Required work: Each line below containing the word "bridge" needs to be shown.

The data:
* * *
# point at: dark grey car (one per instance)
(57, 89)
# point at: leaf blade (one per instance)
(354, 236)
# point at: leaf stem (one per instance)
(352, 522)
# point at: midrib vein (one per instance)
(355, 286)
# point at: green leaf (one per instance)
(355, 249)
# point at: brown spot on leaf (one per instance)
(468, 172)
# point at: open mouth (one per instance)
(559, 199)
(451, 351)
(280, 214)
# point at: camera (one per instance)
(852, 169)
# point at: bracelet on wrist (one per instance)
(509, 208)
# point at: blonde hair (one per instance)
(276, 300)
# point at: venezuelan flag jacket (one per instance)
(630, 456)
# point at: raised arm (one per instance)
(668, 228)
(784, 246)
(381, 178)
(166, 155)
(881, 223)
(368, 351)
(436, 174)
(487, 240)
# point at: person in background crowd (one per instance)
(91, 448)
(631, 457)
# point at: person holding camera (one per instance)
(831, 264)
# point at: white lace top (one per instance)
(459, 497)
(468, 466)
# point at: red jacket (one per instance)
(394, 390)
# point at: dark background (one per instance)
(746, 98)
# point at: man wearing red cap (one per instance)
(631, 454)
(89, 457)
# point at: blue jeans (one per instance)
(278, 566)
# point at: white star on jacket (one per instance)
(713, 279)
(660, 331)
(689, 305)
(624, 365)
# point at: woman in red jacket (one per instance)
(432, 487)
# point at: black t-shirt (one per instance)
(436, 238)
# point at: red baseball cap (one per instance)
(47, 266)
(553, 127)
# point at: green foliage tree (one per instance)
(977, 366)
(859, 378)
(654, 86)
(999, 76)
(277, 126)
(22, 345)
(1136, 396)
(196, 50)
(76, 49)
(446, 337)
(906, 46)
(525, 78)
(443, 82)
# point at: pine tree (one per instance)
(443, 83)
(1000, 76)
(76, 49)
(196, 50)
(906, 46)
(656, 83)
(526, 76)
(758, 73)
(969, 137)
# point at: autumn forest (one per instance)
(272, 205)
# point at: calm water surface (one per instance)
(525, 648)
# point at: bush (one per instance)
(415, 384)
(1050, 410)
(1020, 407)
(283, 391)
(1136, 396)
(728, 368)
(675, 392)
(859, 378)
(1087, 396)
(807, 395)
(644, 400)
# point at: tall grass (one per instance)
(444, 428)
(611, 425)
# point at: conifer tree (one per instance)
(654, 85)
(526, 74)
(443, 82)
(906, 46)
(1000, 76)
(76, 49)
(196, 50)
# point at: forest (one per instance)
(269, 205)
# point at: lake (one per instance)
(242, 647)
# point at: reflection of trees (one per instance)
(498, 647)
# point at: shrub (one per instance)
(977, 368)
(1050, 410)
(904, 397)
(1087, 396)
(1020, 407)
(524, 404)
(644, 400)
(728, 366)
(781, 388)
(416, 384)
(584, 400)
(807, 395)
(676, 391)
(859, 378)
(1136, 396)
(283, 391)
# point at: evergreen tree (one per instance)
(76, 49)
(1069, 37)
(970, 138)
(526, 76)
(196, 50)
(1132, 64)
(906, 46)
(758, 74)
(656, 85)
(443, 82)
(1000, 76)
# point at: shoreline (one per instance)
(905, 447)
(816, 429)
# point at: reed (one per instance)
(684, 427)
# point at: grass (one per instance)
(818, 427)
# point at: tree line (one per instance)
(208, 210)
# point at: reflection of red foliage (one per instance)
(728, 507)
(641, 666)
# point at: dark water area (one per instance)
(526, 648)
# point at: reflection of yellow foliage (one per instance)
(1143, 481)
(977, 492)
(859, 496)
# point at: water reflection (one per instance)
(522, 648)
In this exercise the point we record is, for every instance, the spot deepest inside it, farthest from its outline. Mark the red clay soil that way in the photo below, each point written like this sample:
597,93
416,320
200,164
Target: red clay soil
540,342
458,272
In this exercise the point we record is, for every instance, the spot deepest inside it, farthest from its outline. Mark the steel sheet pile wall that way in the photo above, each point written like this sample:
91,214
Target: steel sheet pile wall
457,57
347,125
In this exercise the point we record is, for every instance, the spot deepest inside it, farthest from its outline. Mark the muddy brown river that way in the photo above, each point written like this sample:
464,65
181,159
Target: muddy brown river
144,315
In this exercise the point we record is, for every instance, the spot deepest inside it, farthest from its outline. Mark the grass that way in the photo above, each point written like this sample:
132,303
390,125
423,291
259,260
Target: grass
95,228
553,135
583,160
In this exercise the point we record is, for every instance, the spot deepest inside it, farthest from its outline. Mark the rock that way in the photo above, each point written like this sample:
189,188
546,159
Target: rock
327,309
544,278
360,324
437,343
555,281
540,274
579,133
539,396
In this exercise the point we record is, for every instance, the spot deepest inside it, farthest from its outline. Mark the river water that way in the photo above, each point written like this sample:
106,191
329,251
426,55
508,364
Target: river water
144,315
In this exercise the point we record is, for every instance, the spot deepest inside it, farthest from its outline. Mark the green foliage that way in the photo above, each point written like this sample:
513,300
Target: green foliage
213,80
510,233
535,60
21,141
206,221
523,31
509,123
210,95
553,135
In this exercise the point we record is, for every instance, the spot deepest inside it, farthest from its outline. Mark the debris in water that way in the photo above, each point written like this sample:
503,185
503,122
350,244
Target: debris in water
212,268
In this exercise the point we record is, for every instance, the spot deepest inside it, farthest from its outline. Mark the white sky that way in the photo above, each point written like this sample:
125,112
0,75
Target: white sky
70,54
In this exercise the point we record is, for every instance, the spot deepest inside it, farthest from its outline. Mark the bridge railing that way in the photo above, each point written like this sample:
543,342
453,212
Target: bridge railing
* * *
Expected answer:
In this exercise the point we record is, for every instance, the spot deepest inside it, farthest from its outline. Mark the bridge railing that way in the photo above, each point written like this sample:
Target: bridge railing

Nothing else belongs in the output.